PARTES DEL EJERCICIO:
1. Indica si cada afirmación concuerda con el texto y responde sí o no, citando literalmente las palabras del texto que lo deciden. (a) La entrevista a Deepak Chopra la hizo A. Oppenheimer. (b) Chopra hizo su afirmación en diciembre pasado. (c) El calentamiento global figura entre los indicadores que presentaba.
2. Actualiza el fragmento del texto que empieza con "Cuando escuché a" y sigue hasta "compasión, inequidad extrema.". Escríbelo de nuevo con "octubre" en lugar de "noviembre".

BLOQUE DE TEXTO:
......

Cuando escuché a Deepak Chopra advertir que el planeta Tierra podría extinguirse pensé que era una predicción para el tercer milenio. En entrevista con A. Oppenheimer, el gurú de la meditación trascendental afirmaba, en noviembre pasado, que hemos fracasado como experimento humano y presentaba indicadores para sustentarlo: calentamiento global, alimentos envenenados, egos encapsulados, corrupción generalizada, gobiernos mafiosos, degradación moral y ética, falta de compasión, inequidad extrema.

......

DATOS PROPORCIONADOS:
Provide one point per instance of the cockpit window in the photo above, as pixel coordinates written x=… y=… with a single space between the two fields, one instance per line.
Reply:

......

RESULTADOS POR TAREA:
1.
(a) Sí: "En entrevista con A. Oppenheimer".
(b) No: "en noviembre pasado".
(c) Sí: "calentamiento global".

2.
Cuando escuché a Deepak Chopra advertir que el planeta Tierra podría extinguirse pensé que era una predicción para el tercer milenio. En entrevista con A. Oppenheimer, el gurú de la meditación trascendental afirmaba, en octubre pasado, que hemos fracasado como experimento humano y presentaba indicadores para sustentarlo: calentamiento global, alimentos envenenados, egos encapsulados, corrupción generalizada, gobiernos mafiosos, degradación moral y ética, falta de compasión, inequidad extrema.